**Exercise data**.
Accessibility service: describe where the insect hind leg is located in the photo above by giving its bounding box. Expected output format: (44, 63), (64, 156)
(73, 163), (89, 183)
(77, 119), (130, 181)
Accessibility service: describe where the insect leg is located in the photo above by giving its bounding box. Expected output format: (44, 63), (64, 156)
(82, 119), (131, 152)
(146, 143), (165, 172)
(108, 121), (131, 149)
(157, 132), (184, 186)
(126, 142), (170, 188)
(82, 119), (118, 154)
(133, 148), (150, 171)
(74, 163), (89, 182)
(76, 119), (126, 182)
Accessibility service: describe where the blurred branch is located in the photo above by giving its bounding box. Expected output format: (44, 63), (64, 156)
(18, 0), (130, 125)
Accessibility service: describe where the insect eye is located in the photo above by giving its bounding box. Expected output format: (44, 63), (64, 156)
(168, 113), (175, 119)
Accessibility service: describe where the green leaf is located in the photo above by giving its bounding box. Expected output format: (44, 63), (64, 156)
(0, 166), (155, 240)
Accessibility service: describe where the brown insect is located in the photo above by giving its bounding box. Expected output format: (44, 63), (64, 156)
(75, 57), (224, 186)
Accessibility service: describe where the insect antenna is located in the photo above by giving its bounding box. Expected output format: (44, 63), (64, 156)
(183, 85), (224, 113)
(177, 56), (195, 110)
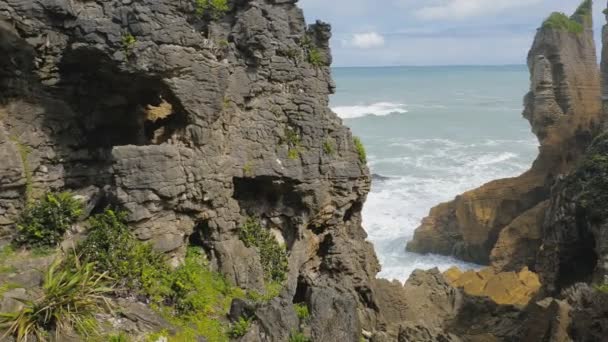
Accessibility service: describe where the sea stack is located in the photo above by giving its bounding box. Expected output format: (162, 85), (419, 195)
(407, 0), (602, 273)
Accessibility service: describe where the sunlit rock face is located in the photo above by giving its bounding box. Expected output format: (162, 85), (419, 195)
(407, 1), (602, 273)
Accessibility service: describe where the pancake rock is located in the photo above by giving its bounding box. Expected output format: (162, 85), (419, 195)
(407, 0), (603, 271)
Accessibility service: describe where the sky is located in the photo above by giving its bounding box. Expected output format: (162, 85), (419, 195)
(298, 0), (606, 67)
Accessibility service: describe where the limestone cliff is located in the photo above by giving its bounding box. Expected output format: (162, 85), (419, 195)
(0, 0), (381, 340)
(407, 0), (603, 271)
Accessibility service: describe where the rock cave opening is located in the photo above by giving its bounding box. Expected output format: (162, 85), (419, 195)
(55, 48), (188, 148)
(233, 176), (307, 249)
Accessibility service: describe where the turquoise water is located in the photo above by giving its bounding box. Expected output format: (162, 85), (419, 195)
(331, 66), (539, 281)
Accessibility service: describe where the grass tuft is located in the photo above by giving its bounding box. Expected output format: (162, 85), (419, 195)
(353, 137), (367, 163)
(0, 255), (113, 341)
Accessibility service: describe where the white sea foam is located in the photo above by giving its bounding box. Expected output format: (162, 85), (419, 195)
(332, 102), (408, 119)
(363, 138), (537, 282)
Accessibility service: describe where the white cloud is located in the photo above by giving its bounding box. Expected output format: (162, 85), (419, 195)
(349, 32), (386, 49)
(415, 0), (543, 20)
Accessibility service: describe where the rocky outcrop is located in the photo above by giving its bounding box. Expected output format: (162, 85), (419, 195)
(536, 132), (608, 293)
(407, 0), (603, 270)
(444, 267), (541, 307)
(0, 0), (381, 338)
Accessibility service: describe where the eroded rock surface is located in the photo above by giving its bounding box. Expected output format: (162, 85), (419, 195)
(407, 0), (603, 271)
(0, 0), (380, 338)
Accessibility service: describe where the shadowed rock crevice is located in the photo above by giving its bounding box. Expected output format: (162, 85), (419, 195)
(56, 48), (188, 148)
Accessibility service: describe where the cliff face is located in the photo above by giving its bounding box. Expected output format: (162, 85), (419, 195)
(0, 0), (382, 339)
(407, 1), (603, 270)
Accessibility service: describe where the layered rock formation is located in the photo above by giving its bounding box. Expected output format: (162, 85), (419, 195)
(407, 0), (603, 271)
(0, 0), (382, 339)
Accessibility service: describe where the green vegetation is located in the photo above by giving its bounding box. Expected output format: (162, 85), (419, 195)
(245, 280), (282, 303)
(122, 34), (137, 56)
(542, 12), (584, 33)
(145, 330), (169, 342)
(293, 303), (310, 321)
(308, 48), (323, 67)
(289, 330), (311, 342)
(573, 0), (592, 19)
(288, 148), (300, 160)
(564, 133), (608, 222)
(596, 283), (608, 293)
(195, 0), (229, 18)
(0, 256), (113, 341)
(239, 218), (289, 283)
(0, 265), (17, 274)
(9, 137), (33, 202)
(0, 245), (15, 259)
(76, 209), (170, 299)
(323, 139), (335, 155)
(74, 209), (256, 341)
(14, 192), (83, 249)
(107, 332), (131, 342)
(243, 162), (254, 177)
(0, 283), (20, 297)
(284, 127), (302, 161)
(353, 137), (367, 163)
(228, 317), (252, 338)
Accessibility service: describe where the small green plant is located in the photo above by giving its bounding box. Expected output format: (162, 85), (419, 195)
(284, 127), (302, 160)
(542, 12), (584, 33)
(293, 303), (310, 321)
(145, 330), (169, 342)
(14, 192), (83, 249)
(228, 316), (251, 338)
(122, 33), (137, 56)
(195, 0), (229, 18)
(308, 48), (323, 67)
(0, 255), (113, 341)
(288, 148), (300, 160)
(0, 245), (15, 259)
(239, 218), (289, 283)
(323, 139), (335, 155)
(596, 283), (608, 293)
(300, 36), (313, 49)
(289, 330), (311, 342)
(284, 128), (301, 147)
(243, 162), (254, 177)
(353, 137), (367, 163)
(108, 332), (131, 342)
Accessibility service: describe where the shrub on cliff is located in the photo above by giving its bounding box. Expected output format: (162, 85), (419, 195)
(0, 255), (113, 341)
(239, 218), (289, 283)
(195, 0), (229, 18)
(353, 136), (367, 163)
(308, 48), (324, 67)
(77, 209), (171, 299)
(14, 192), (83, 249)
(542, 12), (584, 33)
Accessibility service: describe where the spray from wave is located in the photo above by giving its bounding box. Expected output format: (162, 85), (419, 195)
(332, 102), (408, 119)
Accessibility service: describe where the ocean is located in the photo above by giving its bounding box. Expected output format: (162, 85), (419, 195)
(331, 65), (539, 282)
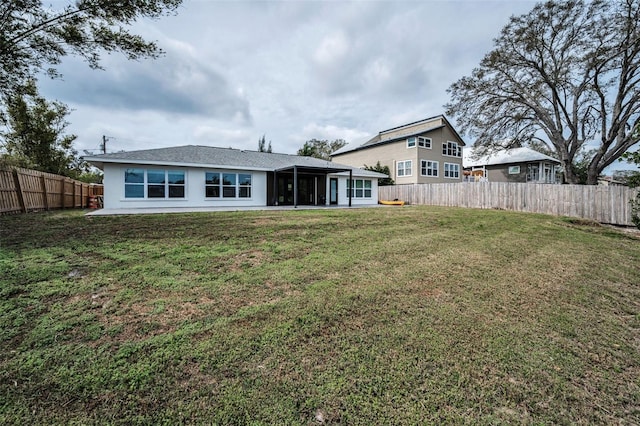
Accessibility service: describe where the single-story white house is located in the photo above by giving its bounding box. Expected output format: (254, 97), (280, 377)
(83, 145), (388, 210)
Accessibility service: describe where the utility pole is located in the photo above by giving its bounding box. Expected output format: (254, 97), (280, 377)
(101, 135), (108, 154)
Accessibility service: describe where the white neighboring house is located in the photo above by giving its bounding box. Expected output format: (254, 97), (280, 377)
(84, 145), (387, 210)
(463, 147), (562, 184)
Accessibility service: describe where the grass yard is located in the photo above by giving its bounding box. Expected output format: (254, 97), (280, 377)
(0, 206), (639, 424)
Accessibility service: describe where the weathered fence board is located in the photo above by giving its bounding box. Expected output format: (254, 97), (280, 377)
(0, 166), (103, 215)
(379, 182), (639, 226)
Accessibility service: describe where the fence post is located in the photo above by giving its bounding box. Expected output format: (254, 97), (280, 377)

**Action item**. Please give back every line above exactly as it stands, without pictures.

**Output of the exercise**.
Accessibility service: describe where the insect hind leg is located in the photo above by giving its bounding box. Expected output format: (44, 63), (64, 156)
(73, 163), (89, 183)
(77, 119), (130, 181)
Accessibility service: describe where the insect leg is located in the photo above by giving its bounding box. Expected output format: (44, 63), (64, 156)
(82, 119), (131, 152)
(146, 143), (165, 172)
(108, 121), (131, 149)
(157, 132), (184, 186)
(126, 142), (170, 188)
(82, 119), (118, 154)
(133, 148), (150, 171)
(74, 163), (89, 182)
(76, 119), (126, 182)
Accessibility service: describe where the blurred branch is located in the photo above by giving its bounding box. Expected output format: (44, 63), (64, 156)
(18, 0), (130, 125)
Accessibility service: describe where the insect eye is located in the photo above by giving its bounding box. Expected output format: (44, 63), (64, 156)
(168, 113), (175, 119)
Accessibility service: describe where the green leaf is located in the photo above by giving its bounding box. Expected output format: (44, 63), (64, 156)
(0, 166), (155, 240)
Accessibility service: describe where the brown insect is located in the photo above by giving its bounding box. Expected output format: (44, 63), (64, 156)
(75, 57), (224, 186)
Accessibility service: describe where the insect antenna is located in the photo above by giving its bounding box. Expected output format: (44, 63), (64, 156)
(183, 85), (224, 113)
(177, 56), (195, 110)
Accessibility service: describe where the sea stack is located in the photo above by giving its bounding box. Expected output format: (162, 85), (419, 195)
(407, 0), (602, 273)
Accessibility service: describe where the sunlit rock face is located in the photo above by giving its bounding box. Expected output format: (162, 85), (419, 195)
(407, 1), (602, 273)
Accessibility service: describe where the pancake rock is located in the photo above by giving its bounding box. Expected output format: (162, 85), (419, 195)
(407, 0), (603, 271)
Accessibility service: describe where the sky is located in the photo above by giving its bounding box. Expected output format: (162, 85), (419, 195)
(298, 0), (606, 67)
Accessibility service: describe where the limestone cliff is located in the photo above by giving its bounding box. Expected output format: (162, 85), (419, 195)
(0, 0), (381, 340)
(407, 0), (603, 271)
Accessibility service: describe where the rock cave opening is located in the photo above by giving its bounding box. Expected output format: (162, 85), (419, 195)
(55, 48), (188, 148)
(233, 176), (307, 249)
Accessibility service: describe where the turquoise water is located in the photo above by giving its bounding box. Expected output format: (162, 85), (419, 195)
(331, 66), (539, 281)
Accessibility service: describe where the grass tuft is located in the photo above by giving its bounding box. Expected output format: (162, 85), (419, 195)
(353, 137), (367, 163)
(0, 255), (113, 341)
Accessibility service: describe where the white sea foam is located in the photo above by giving its bounding box. Expected output format: (162, 85), (419, 195)
(332, 102), (408, 119)
(363, 138), (537, 282)
Accessibility service: describe where the white cloud is located in the photo above by giving its bounding box. Expected output format: (162, 85), (419, 195)
(349, 32), (386, 49)
(415, 0), (543, 20)
Accessibility service: describe where the rocky outcrop is located in the photo above by giving its bounding box. Expected output format: (162, 85), (419, 195)
(536, 132), (608, 293)
(407, 0), (603, 270)
(444, 267), (541, 307)
(0, 0), (381, 338)
Accessibility service: describe where the eroded rock surface is located in the photo above by giving its bounding box. Expected output format: (162, 85), (419, 195)
(407, 0), (603, 271)
(0, 0), (380, 338)
Accessibility service: describe where the shadowed rock crevice is located in the photo above by giving its bounding box. Expected output format: (162, 85), (419, 195)
(56, 48), (188, 148)
Accessibility service: describe where the cliff face is located in the photo above by giving its bounding box. Expected output format: (162, 85), (419, 195)
(0, 0), (382, 339)
(407, 1), (603, 270)
Accessibility service: describe where the layered rock formation is located in the photo above by giving its bounding box. Expected output format: (162, 85), (419, 195)
(407, 0), (603, 271)
(0, 0), (382, 339)
Accessibility service: describe where the green vegetation is located in the photo above by giving its bounding box. Expected output format: (162, 85), (419, 195)
(245, 280), (282, 303)
(122, 34), (137, 56)
(542, 12), (584, 33)
(145, 330), (169, 342)
(293, 303), (310, 321)
(308, 48), (323, 67)
(289, 330), (311, 342)
(573, 0), (592, 19)
(288, 148), (300, 160)
(564, 133), (608, 222)
(596, 283), (608, 293)
(195, 0), (229, 18)
(0, 256), (113, 341)
(239, 218), (289, 283)
(0, 265), (17, 274)
(9, 137), (33, 202)
(0, 245), (15, 259)
(76, 209), (170, 299)
(323, 139), (335, 155)
(74, 209), (256, 341)
(14, 192), (83, 249)
(107, 332), (131, 342)
(243, 162), (254, 177)
(0, 283), (20, 297)
(284, 127), (302, 161)
(353, 137), (367, 163)
(228, 317), (252, 338)
Accessibility service: describe where the small green plant is located in the photo above by giving its bounding box. Expected output format: (162, 85), (419, 195)
(284, 127), (302, 160)
(542, 12), (584, 33)
(293, 303), (310, 321)
(145, 330), (169, 342)
(14, 192), (83, 249)
(228, 316), (251, 338)
(122, 33), (137, 56)
(195, 0), (229, 18)
(308, 48), (323, 67)
(0, 255), (113, 341)
(288, 148), (300, 160)
(0, 245), (15, 259)
(239, 218), (289, 283)
(323, 139), (335, 155)
(596, 283), (608, 293)
(300, 36), (313, 49)
(289, 330), (311, 342)
(284, 128), (301, 147)
(243, 162), (254, 177)
(353, 137), (367, 163)
(108, 332), (131, 342)
Accessibility service: describe where the shrub on cliff is located in the photo above by giving its bounding box. Expected output format: (162, 85), (419, 195)
(0, 255), (113, 341)
(239, 218), (289, 283)
(195, 0), (229, 18)
(353, 136), (367, 163)
(308, 48), (324, 67)
(77, 209), (171, 299)
(14, 192), (83, 249)
(542, 12), (584, 33)
Accessibility service: describe where the spray from wave is located in the photo above by giving its bounding box. Expected output format: (162, 85), (419, 195)
(332, 102), (408, 119)
Accessibility service: describe where the ocean is located in the photo above by giving its bounding box. Expected output format: (162, 85), (419, 195)
(331, 65), (539, 282)
Accessibility service: describe where the single-story white house is located in the photo above by giving its bounding box. Expected output format: (254, 97), (280, 377)
(83, 145), (388, 210)
Accessibility service: describe where the utility pole is located in the photo above by giving its bounding box. Expected output format: (254, 97), (280, 377)
(101, 135), (108, 154)
Accessibility service: describe where the white neighboring house is located in the photo above by giving its bounding box. Expected output format: (254, 97), (280, 377)
(84, 145), (387, 210)
(463, 147), (562, 184)
Accessibility service: describe where the grass yard is located in the photo above by giving its bounding box. Expected output format: (254, 97), (280, 377)
(0, 206), (639, 424)
Accessibility service: describe where the weathered fence board is located in the photo above by giving its bounding box. Expected output format: (254, 97), (280, 377)
(0, 166), (103, 215)
(379, 182), (639, 226)
Accessibility service: describe where the fence post is located in the photo above by giving its bounding box. Expected output format: (254, 97), (280, 377)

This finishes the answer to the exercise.